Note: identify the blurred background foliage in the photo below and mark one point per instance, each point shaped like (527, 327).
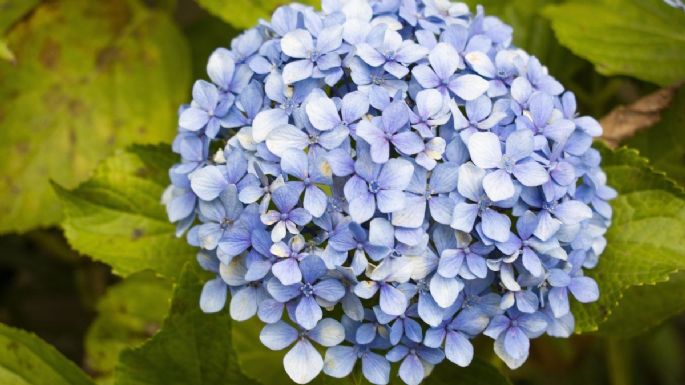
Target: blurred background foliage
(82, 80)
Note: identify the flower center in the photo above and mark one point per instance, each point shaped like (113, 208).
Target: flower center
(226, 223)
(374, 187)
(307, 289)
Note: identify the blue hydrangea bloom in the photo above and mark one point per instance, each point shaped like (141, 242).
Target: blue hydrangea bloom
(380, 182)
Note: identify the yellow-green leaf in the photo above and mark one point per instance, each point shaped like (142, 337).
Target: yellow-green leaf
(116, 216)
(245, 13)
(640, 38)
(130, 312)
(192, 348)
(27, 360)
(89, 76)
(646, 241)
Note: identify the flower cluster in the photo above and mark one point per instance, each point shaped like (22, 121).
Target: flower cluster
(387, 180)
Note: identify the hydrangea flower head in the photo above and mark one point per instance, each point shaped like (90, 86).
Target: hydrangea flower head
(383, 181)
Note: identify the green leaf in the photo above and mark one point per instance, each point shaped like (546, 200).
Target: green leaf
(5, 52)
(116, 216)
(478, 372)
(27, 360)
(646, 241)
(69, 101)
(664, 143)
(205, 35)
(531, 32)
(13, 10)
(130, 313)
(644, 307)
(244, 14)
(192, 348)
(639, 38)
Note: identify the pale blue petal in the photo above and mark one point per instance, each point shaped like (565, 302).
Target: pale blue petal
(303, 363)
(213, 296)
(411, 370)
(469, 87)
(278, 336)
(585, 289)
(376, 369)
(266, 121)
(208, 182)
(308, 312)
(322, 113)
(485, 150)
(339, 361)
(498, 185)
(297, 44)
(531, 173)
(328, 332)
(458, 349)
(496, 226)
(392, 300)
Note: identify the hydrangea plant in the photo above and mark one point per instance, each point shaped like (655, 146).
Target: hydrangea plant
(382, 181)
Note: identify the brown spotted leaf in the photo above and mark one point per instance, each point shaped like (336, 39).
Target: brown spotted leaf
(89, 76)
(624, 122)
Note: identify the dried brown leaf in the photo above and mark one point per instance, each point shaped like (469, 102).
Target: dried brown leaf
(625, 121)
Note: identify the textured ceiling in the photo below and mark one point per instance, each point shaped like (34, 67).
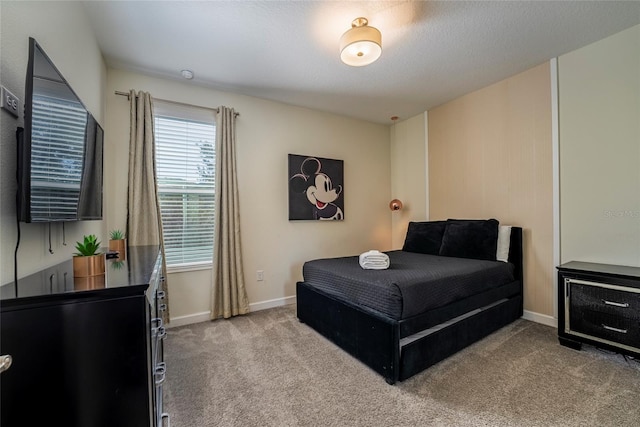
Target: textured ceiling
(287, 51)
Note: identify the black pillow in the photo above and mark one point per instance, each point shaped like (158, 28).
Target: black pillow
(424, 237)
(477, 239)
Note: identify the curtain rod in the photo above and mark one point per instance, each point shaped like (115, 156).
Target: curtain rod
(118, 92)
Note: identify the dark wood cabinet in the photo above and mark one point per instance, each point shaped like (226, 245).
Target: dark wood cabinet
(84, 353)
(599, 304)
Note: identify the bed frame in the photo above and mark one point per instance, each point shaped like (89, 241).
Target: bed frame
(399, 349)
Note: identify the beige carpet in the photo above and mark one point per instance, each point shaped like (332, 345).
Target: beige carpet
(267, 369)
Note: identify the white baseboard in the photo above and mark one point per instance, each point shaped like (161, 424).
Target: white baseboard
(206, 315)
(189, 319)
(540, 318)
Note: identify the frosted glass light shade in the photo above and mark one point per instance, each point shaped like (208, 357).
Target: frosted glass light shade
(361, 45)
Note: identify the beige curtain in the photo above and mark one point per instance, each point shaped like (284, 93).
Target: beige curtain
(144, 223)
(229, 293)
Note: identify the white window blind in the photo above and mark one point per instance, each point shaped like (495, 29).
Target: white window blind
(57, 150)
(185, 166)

- _The task_
Turn the material from the line containing "Note: identify the frosted" through the end into a numbered list, with one entry per line and blank lines left out.

- _Task solution_
1. Note: identify the frosted glass light shade in the photo above and mark one point per instance, each point shaped like (208, 357).
2. Target: frosted glass light shade
3. (361, 45)
4. Note: identify the beige curtain in the photo above and mark one point per instance, each point shaped like (284, 93).
5. Target: beige curtain
6. (144, 223)
7. (229, 293)
8. Note: identify the white window blind in the photo above and mark one point per instance, each point shaped like (495, 29).
9. Target: white window blind
10. (57, 150)
11. (185, 166)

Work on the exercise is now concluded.